▶ [Passage given]
A regional trial court (RTC) has convicted the maid of film critics Alexis Tioseco and Nika Bohinc almost nine years since three men shot the couple to death inside their home in Quezon City.

Judge Editha Mina-Aguba of the Quezon City RTC's Branch 100 on May 4 found house help Criselda Dayag guilty beyond reasonable doubt of the crime of robbery with homicide and sentenced her to reclusion perpetua without parole.

Dayag was also ordered to pay each of Tioseco and Bohinc's heirs P350,000 in temperate, moral, exemplary damages and civil indemnity.

"Under the circumstances, it is believed that she was not innocent and victim of the assailants, as she claimed to be," Aguba's judgment said.

"Without her active involvement from the very moment that she opened the door of the house and let the assailants in, up to the second that she helped in the escape of the assailants, up to the time that she went with the assailants voluntarily, the crime would not have been committed and consummated," the ruling read.

▶ [Problem set]
1) According to the article on the Tioseco and Bohinc ruling, what sentence did the judge impose on Criselda Dayag?
2) Write the next part of the article on the Tioseco and Bohinc ruling, starting after its final sentence.
The material that comes next is not needed for either task.

▶ [Data block]
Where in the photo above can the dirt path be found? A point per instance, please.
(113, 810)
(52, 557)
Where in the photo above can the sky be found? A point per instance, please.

▶ [Responses per task]
1) Reclusion perpetua without parole.

2)
On September 1, 2009, Tioseco, a Filipino-Canadian professor, and Bohinc, his Slovenian film journalist girlfriend, were shot by robbers in their home in Times Street in Barangay West Triangle, Quezon City.

The armed men carted away laptop computers, cell phones, cash in Philippine pesos and US dollars, a gold pendant, and digital cameras, among other items.

Dayag, who had been hired by Tioseco only over a month before his death, went into hiding for more than five years until she was arrested on February 29, 2016. She pleaded not guilty during her arraignment.

During trial, another housemaid of Tioseco, who claimed she was bound, gagged, and blindfolded during the commission of the crime, testified that it was Dayag who let the armed men inside the secured house.

Through the housemaid's testimony, the court deducted that it was Dayag who let the robbers in, "especially that there was no evidence of force[d] entry of the said house."

The housemaid also said Dayag was "calmly texting" while she was bound and gagged.

Dayag denied this, saying it was the other housemaid who let the men inside the house. But the court was not convinced that the robbers would "brusquely of not inhumanely" treat one of their co-conspirators.

The court also did not accept Dayag's claim that she was likewise tied by the armed men, as this was the "complete opposite" of one of the witnesses' testimony that she opened the gate to the house and left with the suspects.

Further, the court said Dayag's flight was an "indication of guilt," ruling that she should have immediately cleared her name if her hands were clean.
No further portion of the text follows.